EXERCISE DATA.
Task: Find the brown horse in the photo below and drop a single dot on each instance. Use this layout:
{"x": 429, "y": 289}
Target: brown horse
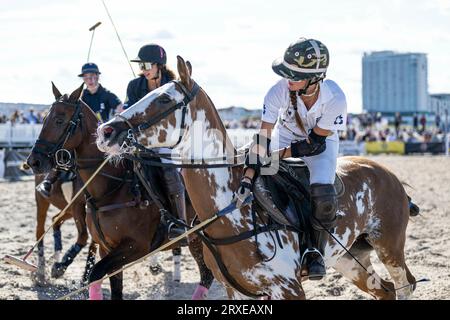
{"x": 124, "y": 227}
{"x": 59, "y": 199}
{"x": 373, "y": 212}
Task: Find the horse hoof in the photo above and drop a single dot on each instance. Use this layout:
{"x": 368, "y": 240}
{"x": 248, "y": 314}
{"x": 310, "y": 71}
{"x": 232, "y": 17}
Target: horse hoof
{"x": 95, "y": 292}
{"x": 38, "y": 278}
{"x": 156, "y": 269}
{"x": 58, "y": 270}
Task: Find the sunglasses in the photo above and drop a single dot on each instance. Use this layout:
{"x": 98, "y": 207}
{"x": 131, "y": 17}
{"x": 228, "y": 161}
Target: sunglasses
{"x": 145, "y": 65}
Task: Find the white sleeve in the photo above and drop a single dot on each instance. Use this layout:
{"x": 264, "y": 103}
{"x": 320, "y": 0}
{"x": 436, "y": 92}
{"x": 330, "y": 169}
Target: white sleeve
{"x": 334, "y": 116}
{"x": 272, "y": 104}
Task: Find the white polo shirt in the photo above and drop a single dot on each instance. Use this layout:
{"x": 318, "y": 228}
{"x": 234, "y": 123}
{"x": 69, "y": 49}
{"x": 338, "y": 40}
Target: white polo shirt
{"x": 329, "y": 112}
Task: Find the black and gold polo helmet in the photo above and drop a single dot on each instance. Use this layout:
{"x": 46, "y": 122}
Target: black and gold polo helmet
{"x": 304, "y": 59}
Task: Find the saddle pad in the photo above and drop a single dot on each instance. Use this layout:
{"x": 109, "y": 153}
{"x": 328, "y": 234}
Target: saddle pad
{"x": 272, "y": 190}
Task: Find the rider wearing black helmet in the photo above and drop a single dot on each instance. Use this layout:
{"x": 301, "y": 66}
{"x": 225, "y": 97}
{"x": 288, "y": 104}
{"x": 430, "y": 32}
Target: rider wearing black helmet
{"x": 152, "y": 61}
{"x": 302, "y": 113}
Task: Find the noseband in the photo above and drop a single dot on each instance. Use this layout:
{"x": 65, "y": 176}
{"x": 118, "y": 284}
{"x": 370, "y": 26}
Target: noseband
{"x": 63, "y": 157}
{"x": 188, "y": 97}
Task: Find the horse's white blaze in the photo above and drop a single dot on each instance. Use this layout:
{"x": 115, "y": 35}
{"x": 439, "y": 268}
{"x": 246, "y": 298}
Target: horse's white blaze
{"x": 373, "y": 227}
{"x": 140, "y": 106}
{"x": 364, "y": 195}
{"x": 398, "y": 274}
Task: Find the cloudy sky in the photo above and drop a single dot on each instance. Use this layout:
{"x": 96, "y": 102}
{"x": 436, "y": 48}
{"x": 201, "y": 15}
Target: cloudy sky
{"x": 231, "y": 43}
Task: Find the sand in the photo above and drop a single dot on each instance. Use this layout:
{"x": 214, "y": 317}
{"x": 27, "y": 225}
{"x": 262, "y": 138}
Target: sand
{"x": 427, "y": 245}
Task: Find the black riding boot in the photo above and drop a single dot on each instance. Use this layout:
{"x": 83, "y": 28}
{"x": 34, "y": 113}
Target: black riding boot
{"x": 45, "y": 187}
{"x": 324, "y": 205}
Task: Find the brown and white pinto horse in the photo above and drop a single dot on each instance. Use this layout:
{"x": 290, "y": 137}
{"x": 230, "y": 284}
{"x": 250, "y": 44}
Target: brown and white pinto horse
{"x": 124, "y": 227}
{"x": 374, "y": 211}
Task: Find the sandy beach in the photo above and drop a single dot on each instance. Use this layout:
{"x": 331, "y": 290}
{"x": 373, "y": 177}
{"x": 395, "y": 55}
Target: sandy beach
{"x": 427, "y": 245}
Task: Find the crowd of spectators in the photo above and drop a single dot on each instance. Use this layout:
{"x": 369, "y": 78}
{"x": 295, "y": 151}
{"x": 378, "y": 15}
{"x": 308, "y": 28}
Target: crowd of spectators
{"x": 375, "y": 127}
{"x": 20, "y": 117}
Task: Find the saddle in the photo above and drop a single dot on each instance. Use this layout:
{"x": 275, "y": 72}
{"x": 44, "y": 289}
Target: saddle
{"x": 67, "y": 176}
{"x": 285, "y": 195}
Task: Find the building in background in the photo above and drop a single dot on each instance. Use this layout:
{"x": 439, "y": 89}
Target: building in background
{"x": 439, "y": 102}
{"x": 395, "y": 82}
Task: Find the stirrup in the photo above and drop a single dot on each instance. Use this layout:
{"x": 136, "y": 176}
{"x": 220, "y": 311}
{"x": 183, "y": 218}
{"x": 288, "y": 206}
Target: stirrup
{"x": 173, "y": 226}
{"x": 313, "y": 250}
{"x": 42, "y": 191}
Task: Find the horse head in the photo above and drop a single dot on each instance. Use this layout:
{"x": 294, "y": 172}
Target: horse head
{"x": 60, "y": 132}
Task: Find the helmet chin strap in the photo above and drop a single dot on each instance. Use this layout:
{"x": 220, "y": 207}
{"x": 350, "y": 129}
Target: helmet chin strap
{"x": 302, "y": 92}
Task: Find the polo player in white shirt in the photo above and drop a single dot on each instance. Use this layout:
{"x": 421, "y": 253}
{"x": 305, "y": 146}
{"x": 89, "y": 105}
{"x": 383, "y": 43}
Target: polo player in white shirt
{"x": 302, "y": 113}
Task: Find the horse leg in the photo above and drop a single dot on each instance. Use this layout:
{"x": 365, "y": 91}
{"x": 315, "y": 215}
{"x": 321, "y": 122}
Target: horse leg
{"x": 42, "y": 206}
{"x": 57, "y": 240}
{"x": 90, "y": 262}
{"x": 116, "y": 284}
{"x": 155, "y": 267}
{"x": 126, "y": 252}
{"x": 392, "y": 256}
{"x": 206, "y": 276}
{"x": 176, "y": 253}
{"x": 79, "y": 215}
{"x": 368, "y": 282}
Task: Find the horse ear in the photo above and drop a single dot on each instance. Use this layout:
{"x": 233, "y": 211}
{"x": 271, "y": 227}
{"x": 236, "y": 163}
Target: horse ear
{"x": 183, "y": 71}
{"x": 189, "y": 65}
{"x": 76, "y": 95}
{"x": 56, "y": 92}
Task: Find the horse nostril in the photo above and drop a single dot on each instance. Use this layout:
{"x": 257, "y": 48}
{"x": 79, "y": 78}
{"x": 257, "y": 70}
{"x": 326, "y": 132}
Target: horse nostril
{"x": 107, "y": 131}
{"x": 35, "y": 164}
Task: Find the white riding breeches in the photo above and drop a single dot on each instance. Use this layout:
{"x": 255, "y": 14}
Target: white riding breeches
{"x": 322, "y": 167}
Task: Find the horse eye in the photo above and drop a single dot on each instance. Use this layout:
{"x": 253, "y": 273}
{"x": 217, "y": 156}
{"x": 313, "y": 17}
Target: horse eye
{"x": 165, "y": 99}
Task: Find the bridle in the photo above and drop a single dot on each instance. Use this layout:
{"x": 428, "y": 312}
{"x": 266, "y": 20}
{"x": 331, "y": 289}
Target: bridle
{"x": 62, "y": 156}
{"x": 131, "y": 140}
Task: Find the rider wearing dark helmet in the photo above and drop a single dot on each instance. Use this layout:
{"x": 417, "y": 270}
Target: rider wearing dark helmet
{"x": 102, "y": 101}
{"x": 302, "y": 114}
{"x": 152, "y": 61}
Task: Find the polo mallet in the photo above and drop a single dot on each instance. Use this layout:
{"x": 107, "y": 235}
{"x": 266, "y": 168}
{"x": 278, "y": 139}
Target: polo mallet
{"x": 92, "y": 37}
{"x": 118, "y": 38}
{"x": 231, "y": 207}
{"x": 21, "y": 262}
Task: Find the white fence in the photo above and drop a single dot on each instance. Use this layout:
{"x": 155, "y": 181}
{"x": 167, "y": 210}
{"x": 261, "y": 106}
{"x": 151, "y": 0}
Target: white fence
{"x": 19, "y": 134}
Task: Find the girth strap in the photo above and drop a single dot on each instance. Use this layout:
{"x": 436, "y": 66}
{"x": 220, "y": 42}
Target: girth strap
{"x": 93, "y": 210}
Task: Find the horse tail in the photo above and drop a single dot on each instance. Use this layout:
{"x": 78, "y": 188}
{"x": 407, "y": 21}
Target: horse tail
{"x": 25, "y": 166}
{"x": 414, "y": 209}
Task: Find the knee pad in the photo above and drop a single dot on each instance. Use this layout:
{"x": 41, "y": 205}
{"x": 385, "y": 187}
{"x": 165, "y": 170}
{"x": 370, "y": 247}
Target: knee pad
{"x": 324, "y": 206}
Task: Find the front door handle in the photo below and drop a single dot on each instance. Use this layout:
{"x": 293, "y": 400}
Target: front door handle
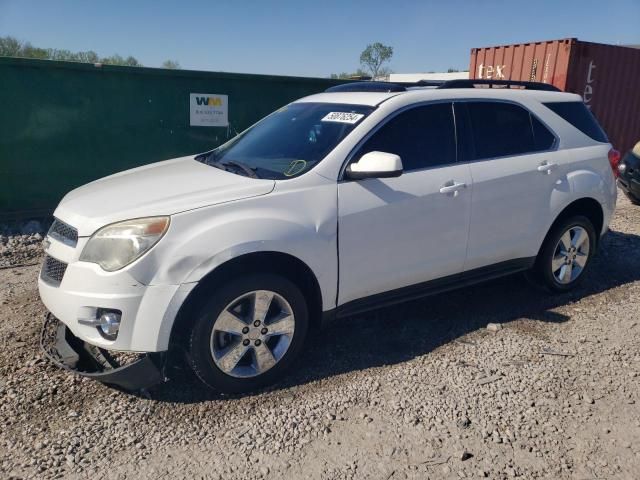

ACTION ITEM. Where does the word "front" appear in the listing above? Copy every line that holds it.

EXERCISE ANSWER.
Task: Find the front door handle in the photo below and drop a single dot on each instance. Use this layout:
Target: front door handle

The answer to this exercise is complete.